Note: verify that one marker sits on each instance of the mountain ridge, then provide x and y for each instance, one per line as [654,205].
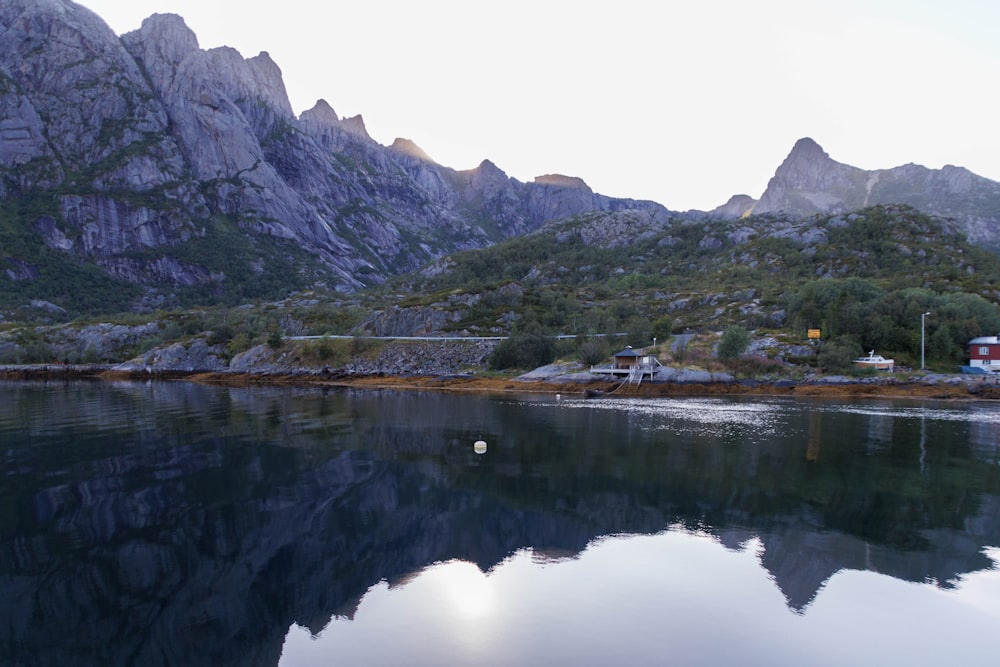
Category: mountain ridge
[153,169]
[138,144]
[810,182]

■ ■ ■ ■

Description of the task :: Without changing a word, restate the listing above; the pictures stay out.

Problem solution ::
Note: verify that one marker sits on each instance of the mountain ridge, then provide x and y for each instance, one per line as [654,205].
Category: mountain ridge
[153,169]
[138,144]
[810,182]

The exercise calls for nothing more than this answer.